• YOUR INSTRUCTIONS: Omit every picture while repeating the entries exactly.

• Image point grounding data:
----
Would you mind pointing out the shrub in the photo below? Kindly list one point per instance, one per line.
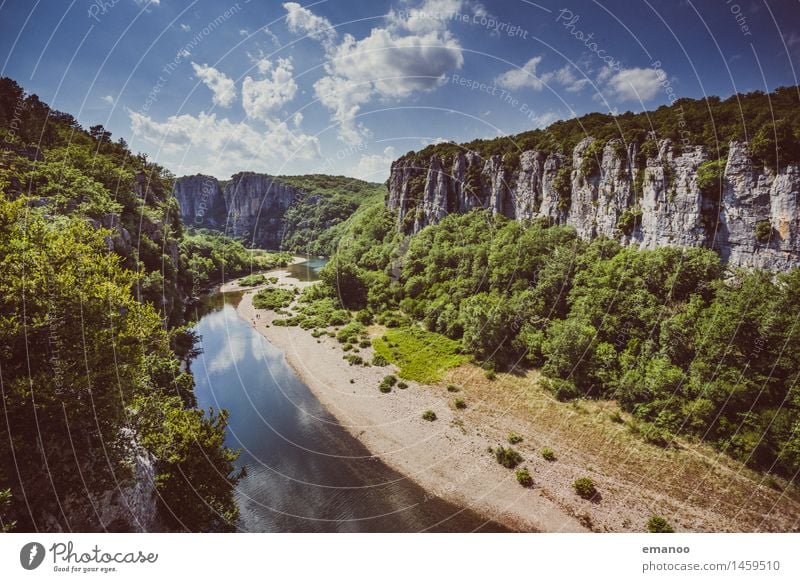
(507, 457)
(763, 231)
(514, 438)
(524, 478)
(585, 488)
(658, 524)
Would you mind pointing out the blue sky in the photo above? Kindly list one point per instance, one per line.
(344, 87)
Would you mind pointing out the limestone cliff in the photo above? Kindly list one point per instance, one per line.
(751, 217)
(249, 207)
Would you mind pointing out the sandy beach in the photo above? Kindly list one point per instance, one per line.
(697, 489)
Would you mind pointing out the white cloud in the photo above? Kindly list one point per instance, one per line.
(390, 63)
(222, 87)
(635, 84)
(528, 77)
(261, 98)
(300, 20)
(218, 146)
(374, 167)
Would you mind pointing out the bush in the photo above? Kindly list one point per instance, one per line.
(272, 298)
(585, 488)
(763, 231)
(379, 360)
(658, 524)
(507, 457)
(514, 438)
(524, 478)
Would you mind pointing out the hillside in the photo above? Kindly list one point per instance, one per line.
(291, 213)
(713, 174)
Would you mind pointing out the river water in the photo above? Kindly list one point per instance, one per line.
(305, 473)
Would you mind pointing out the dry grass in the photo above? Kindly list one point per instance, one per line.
(695, 487)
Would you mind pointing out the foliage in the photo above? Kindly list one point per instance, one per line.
(420, 355)
(585, 488)
(658, 524)
(507, 457)
(273, 298)
(524, 477)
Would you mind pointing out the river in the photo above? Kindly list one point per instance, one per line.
(305, 473)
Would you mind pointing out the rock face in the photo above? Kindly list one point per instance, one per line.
(250, 206)
(655, 204)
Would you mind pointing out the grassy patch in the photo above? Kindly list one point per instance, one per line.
(272, 298)
(421, 355)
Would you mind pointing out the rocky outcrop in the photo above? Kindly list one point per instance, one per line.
(603, 192)
(250, 207)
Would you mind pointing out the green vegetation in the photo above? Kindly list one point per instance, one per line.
(687, 350)
(585, 488)
(92, 289)
(273, 298)
(421, 355)
(763, 231)
(507, 457)
(514, 438)
(316, 221)
(658, 524)
(524, 477)
(252, 280)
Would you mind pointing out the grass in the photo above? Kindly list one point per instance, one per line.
(507, 457)
(420, 355)
(524, 478)
(272, 298)
(252, 280)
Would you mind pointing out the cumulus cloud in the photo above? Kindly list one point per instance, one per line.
(223, 88)
(374, 167)
(529, 77)
(221, 147)
(390, 63)
(637, 84)
(300, 20)
(261, 98)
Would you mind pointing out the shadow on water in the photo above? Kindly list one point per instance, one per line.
(305, 473)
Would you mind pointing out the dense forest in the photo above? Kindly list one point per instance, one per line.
(95, 272)
(692, 351)
(766, 121)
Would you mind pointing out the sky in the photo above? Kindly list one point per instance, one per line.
(345, 87)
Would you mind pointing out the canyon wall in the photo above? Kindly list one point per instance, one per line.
(750, 216)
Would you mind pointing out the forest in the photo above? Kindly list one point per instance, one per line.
(691, 349)
(95, 272)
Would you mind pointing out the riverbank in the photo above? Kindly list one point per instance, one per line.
(694, 487)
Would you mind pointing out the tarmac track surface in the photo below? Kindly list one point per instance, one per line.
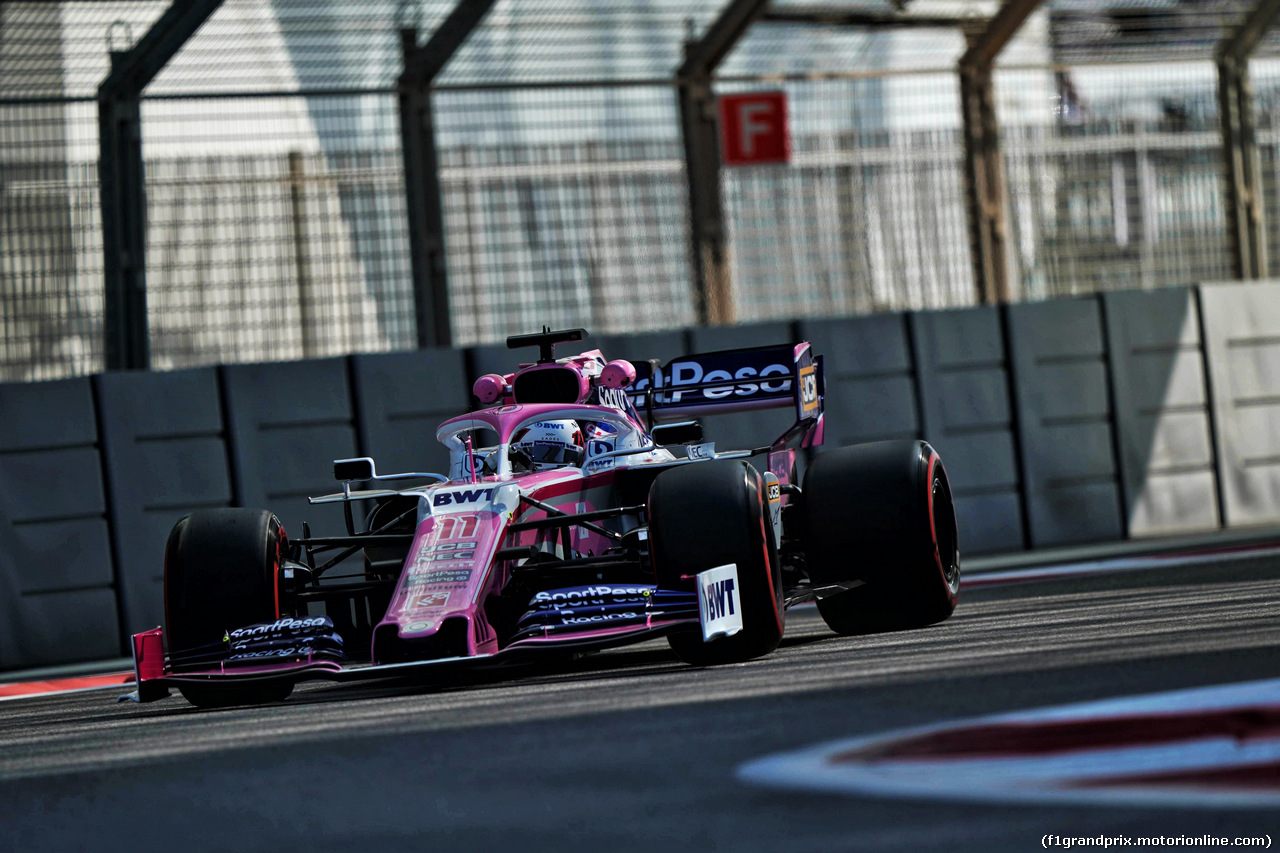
(631, 749)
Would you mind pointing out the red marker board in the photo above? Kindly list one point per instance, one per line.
(754, 128)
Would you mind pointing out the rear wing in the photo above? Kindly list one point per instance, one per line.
(731, 381)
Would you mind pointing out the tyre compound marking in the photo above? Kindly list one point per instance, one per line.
(1116, 565)
(24, 689)
(1205, 748)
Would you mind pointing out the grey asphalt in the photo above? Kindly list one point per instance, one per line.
(631, 749)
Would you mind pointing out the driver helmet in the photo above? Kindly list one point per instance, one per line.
(549, 443)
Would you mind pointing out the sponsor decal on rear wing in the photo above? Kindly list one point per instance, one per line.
(732, 381)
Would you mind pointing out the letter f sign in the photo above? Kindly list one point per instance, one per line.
(754, 128)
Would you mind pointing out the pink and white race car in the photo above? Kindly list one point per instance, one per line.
(581, 510)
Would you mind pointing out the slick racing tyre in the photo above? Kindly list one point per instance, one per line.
(882, 514)
(220, 571)
(707, 515)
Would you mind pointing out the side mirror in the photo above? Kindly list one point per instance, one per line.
(353, 469)
(686, 432)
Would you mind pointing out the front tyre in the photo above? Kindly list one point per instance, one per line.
(220, 573)
(707, 515)
(882, 514)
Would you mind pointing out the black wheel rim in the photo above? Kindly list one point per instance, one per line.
(945, 528)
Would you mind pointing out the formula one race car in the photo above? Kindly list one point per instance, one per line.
(581, 510)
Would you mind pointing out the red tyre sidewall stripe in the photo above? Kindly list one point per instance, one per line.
(933, 527)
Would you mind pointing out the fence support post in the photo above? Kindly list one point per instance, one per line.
(1244, 208)
(713, 291)
(423, 200)
(984, 168)
(122, 181)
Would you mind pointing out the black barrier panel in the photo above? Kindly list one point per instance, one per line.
(401, 398)
(967, 415)
(287, 423)
(748, 429)
(56, 597)
(165, 455)
(1064, 418)
(1242, 336)
(1157, 370)
(871, 391)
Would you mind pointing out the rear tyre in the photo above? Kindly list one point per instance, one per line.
(220, 571)
(707, 515)
(882, 514)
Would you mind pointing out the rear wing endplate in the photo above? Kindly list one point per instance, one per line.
(731, 381)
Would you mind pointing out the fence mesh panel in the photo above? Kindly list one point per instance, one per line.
(284, 237)
(868, 215)
(1121, 185)
(277, 200)
(563, 206)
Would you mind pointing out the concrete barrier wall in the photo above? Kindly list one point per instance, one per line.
(1161, 413)
(871, 387)
(967, 415)
(58, 600)
(1242, 336)
(1079, 420)
(401, 397)
(1064, 419)
(165, 455)
(287, 422)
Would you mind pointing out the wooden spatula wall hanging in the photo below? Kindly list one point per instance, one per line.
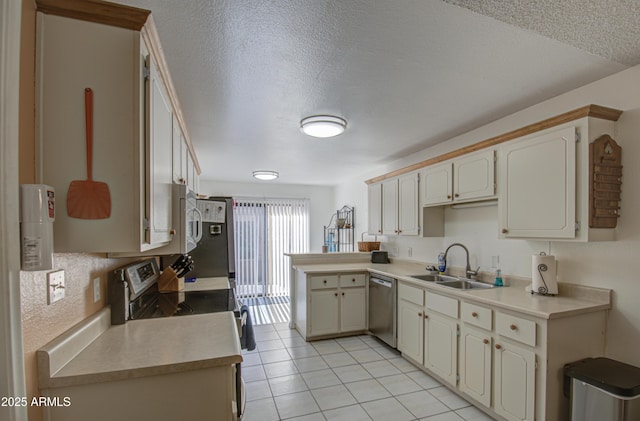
(88, 199)
(605, 177)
----
• OUTPUT FOR THIS TASK:
Would you mind pointing out the shrub in the photo below? Kindly list one point per instance, one per line.
(507, 457)
(763, 231)
(514, 438)
(524, 478)
(585, 488)
(658, 524)
Would you mind pointing out the blue sky in the photo above? Kindly list one point per instance, one per line.
(344, 87)
Would you mind pointing out the limestone cliff in the photo above? Kindly list one point per instance, one per line.
(751, 217)
(249, 207)
Would you mind pointing out the sandy beach in the photo above? Kindly list one point per instance, one per line.
(697, 489)
Would you mind pointing out the white cloud in the photo above? Kindly list one point per instance, one per line.
(390, 63)
(222, 87)
(635, 84)
(528, 77)
(261, 98)
(300, 20)
(218, 146)
(374, 167)
Would you mind pointing out the bush in the photo above? Kindly list one point per instance, one per line.
(272, 298)
(585, 488)
(763, 231)
(379, 360)
(658, 524)
(507, 457)
(514, 438)
(524, 478)
Would you mind pointing out the hillside in the photo above? Kindly list one point per instance, one per line.
(291, 213)
(713, 174)
Would you mind pointing out the river water in the photo above? Kindly list one point per instance, one per line.
(305, 473)
Would you mind pointing out the dry grass in the photo above? Kindly list one point per instance, one per line.
(695, 487)
Would you mind pointing out the foliage in the photo above? Kindly list one point per instance, one per line.
(420, 355)
(585, 488)
(658, 524)
(507, 457)
(273, 298)
(524, 477)
Would you mind pointing out the river in the photo above? Kindly list one point per instance, one per line.
(305, 473)
Would you mind pointing out the rock face in the photo above? Kindly list one point per instance, one per line.
(250, 206)
(655, 204)
Would you mind pointing out the grassy patch in the photo above? Kindly list one point per instance, one per line.
(272, 298)
(421, 355)
Would you mind pointing out the rocky outcrop in the photo above? Kindly list one point per instance, one per line.
(603, 192)
(250, 207)
Would you mind pointing out the green vegetation in the photo above? Kindly list one point per instance, one per line.
(687, 350)
(585, 488)
(92, 289)
(273, 298)
(421, 355)
(763, 231)
(507, 457)
(514, 438)
(316, 221)
(658, 524)
(524, 477)
(252, 280)
Would you mind pointing out the grass in the photo above? Kindly list one point per instance, one per line.
(507, 457)
(420, 355)
(524, 478)
(272, 298)
(252, 280)
Would you mind pointing out the cumulus cloud in the photo above? Kindly list one point per instance, one per line.
(223, 88)
(374, 167)
(529, 77)
(221, 147)
(390, 63)
(637, 84)
(300, 20)
(261, 98)
Would you mind pointing out the shadow on water in the photo above? Kindly list one point per instance, one per line.
(305, 473)
Would you mind pointing out the dense forest in the photo above? Kindly list one point per instance, one per line.
(95, 272)
(692, 351)
(766, 121)
Would you mind pointing out the sky in the photo above? Kindly list one point per instance, one per line.
(345, 87)
Would you mind pointing out the canyon wall in the photo above? Kindly list one point per instance, one per line.
(750, 216)
Would you mind pointing out the forest in the photo above? Kindly list one point per instance, one per line.
(691, 349)
(95, 272)
Would you mind pointing out the riverbank in the photo above? Kindly list one point per instance, one per line.
(694, 487)
Would you mind pointing out the tarmac track surface in the photo below? Kindly list one point per instance, one per line.
(631, 749)
Would you mind pointing out the red marker board in the photo above? Kindly list one point per instance, one per line.
(754, 128)
Would you mind pointing out the rear wing in the photo above? Kindly list one point per instance, one per line.
(731, 381)
Would you mind pointing out the tyre compound marking in the photo above? Kindly list one point per instance, one per line.
(1116, 565)
(24, 689)
(1205, 748)
Would you mind pointing out the grey asphalt in the photo above? Kindly list one point per instance, one per line.
(631, 749)
Would you mind pointing out the driver helmet in the photo above? Kindly list one point per instance, one per line.
(549, 443)
Would you mind pointing out the sponsor decal on rear wing in the photo above? Kindly list one point per instance, one per line.
(732, 381)
Would you mind pointing out the letter f sign in the photo above? Kindly list one point per instance, one per line.
(754, 128)
Would you mind pointing out the pink and white race car in the photo above? Kindly list one point per instance, one per line.
(581, 510)
Would you mind pointing out the slick racing tyre in the photo above? Kindly list one point per instance, one per line.
(882, 514)
(220, 571)
(707, 515)
Would you mind pointing out the side mirror in the photo above? Kindly list one point per instance, one per line.
(353, 469)
(686, 432)
Would you mind pointing out the front tyre in the photo above? Kindly list one point per instance, one per line.
(220, 573)
(707, 515)
(882, 514)
Would you mind pointing out the black wheel rim in the photo above? Kindly list one point per instance, one per line.
(945, 528)
Would you mind pointing out the formula one race car in the photo above? Kindly list one point per instance, one per line.
(581, 510)
Would you mind pointing out the red tyre sidewall stripe in the photo above? Kindly list one point per instance, one per line.
(933, 527)
Would you mind pointing out the fence support post in the photo above? Kindly list one point per instance, one per line.
(1244, 208)
(713, 291)
(423, 200)
(984, 168)
(122, 181)
Would you mind pointing out the black barrier panel in the photo above? Kindly list one point per instance, one per line.
(401, 398)
(967, 415)
(287, 423)
(748, 429)
(56, 597)
(165, 455)
(1064, 418)
(1242, 336)
(1157, 370)
(871, 391)
Would you mind pointing out the rear tyre in the photo above? Kindly list one point per instance, one per line.
(220, 571)
(707, 515)
(882, 514)
Would you mind pointing out the rear wing endplate in the photo above? Kindly list one point per instance, one per line.
(731, 381)
Would you mind pointing out the fence mesh panel in the photo above? Kindly list one point per instance, one per line.
(284, 237)
(868, 215)
(1121, 185)
(277, 200)
(563, 206)
Would you mind pointing out the concrete barrier wall in the photo above? Kindly list one point per instance, one per line.
(1161, 413)
(871, 387)
(967, 415)
(58, 600)
(1242, 336)
(1079, 420)
(401, 397)
(1064, 419)
(165, 455)
(287, 422)
Would you mind pointing out the wooden spatula wall hanging in the photo below? Kindly list one point per instance, one per line.
(88, 199)
(605, 177)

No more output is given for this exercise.